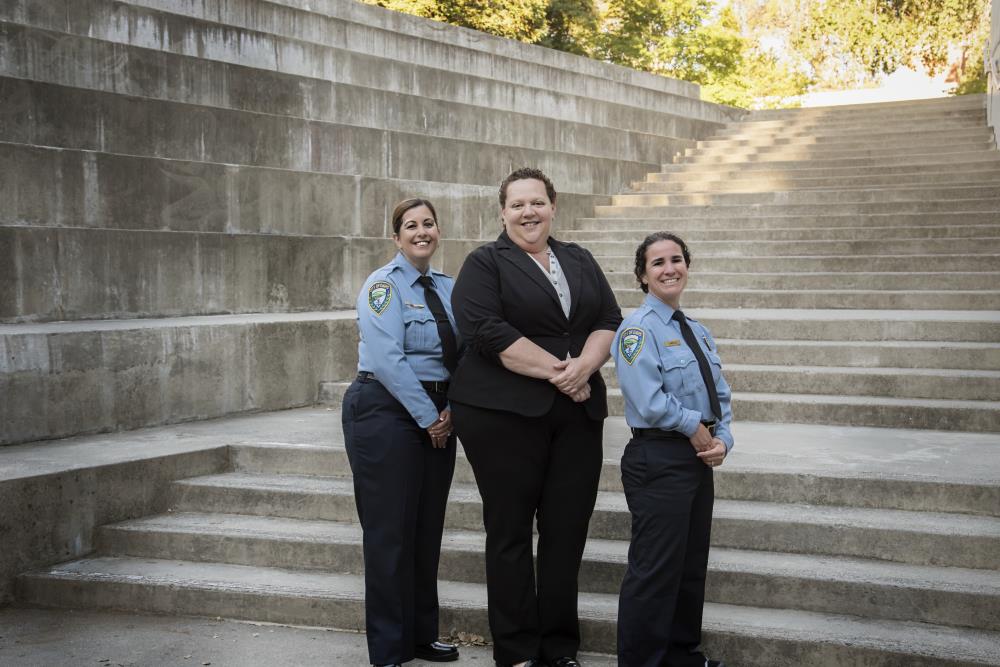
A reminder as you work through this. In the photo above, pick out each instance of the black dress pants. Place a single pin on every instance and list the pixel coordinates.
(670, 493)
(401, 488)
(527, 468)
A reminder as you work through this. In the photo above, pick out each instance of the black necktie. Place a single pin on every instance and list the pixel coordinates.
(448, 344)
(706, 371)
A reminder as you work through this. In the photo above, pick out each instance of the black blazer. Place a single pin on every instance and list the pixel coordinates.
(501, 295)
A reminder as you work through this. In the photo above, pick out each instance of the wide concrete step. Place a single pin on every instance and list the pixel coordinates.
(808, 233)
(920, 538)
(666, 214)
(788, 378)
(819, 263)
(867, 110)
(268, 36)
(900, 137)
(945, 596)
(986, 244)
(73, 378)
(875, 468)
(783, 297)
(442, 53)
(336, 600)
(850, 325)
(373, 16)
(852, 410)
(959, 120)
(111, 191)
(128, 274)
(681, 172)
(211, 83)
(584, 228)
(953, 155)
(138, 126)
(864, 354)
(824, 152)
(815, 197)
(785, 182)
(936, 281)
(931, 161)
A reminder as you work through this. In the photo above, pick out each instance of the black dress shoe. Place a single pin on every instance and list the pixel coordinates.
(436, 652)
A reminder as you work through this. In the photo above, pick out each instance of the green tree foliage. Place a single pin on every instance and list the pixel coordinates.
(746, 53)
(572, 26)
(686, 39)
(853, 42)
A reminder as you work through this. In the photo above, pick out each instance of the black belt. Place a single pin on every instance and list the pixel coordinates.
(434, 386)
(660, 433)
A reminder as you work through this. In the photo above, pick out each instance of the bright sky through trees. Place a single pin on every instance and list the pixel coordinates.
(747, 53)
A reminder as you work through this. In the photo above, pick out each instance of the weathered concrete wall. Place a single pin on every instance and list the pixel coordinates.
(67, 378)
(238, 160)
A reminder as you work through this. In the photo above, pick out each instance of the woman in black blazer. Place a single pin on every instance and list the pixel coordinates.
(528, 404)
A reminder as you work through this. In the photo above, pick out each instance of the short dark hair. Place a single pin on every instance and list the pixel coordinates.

###

▶ **WORK TO DO**: Please write out every line of the data above verbatim, omitting the pictures.

▶ **OUTPUT BELOW**:
A reminder as you work through this. In the photo above, pick out each instance of the black dress pants. Place a single pin on every instance and list the pixel coordinates.
(670, 493)
(401, 488)
(527, 468)
A reminder as you work through this. In the photo above, pick out each instance of the black necktie. Place a single pin on every instance and list the pixel coordinates.
(448, 344)
(706, 371)
A reminder as you work through this. In the photo above, pick out each instance of the black blazer. Place a single pin on every instance and list the pixel coordinates.
(501, 295)
A reminder as you work through this. In the photo above, pick out each instance of the wide concrete step. Place a single pin on every instance and list the pixel coordinates.
(808, 233)
(920, 538)
(666, 214)
(788, 378)
(819, 263)
(867, 110)
(268, 36)
(900, 137)
(945, 596)
(986, 244)
(73, 378)
(875, 468)
(783, 297)
(442, 53)
(336, 600)
(850, 325)
(373, 16)
(852, 410)
(959, 120)
(111, 191)
(128, 274)
(681, 172)
(211, 83)
(584, 228)
(953, 155)
(138, 126)
(864, 354)
(824, 152)
(815, 197)
(785, 182)
(936, 281)
(931, 161)
A reminder as you work through this. In the photo above, pick out each instance of the black dress shoe. Place a single pin on every instance and list the pixel coordinates.
(436, 652)
A reminder as you work through this. In the photo above, pick out each instance of the green tree foliage. Place a single pin on every instance and list the pixel coordinates.
(746, 53)
(572, 26)
(686, 39)
(853, 42)
A reminder as you work through this. In the photo above, pick out each instance of the black belt. Place a single pin on every instance and list the pixel coordinates.
(434, 386)
(660, 433)
A reminder as you work through this. In the photo above, pick out each instance of the bright sky through trees. Place a single pin on every instance and list the pixel coordinates.
(747, 53)
A reminder as you work through this. In the photo above, pick out each instance of the weathered concrete wall. Place a single pin on every instance and list the pixel coordinates.
(67, 378)
(238, 160)
A reminder as you work through this. In the photo above, pick out each instance of the woman in black blazer. Place a single pin on every instance and list the pixel coordinates.
(528, 404)
A reminder as you work through this. In the photo above, pick out each instance of the short dark hair. Place a single pin on every instance and list the pixel coordinates.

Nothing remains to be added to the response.